[EXERCISE GOAL]:
Render the entries below as a numbered list with one line per item, leaving out blank lines and the pictures.

[DATA SHOWN]:
◇ ◇ ◇ ◇
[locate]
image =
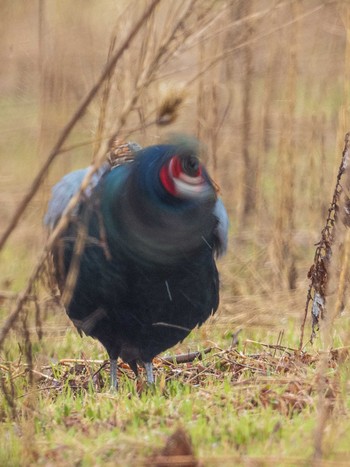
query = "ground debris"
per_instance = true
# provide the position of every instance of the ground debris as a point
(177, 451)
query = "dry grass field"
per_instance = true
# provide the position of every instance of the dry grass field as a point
◇ ◇ ◇ ◇
[OUTPUT FOR THIS TASK]:
1. [locate]
2. image =
3. query = "ground debris"
4. per_instance = true
5. # provide the position of every instance of the ground debris as a point
6. (177, 451)
7. query = "dry grass field"
8. per_instance = true
9. # provide the position of every instance of the dry grass field as a point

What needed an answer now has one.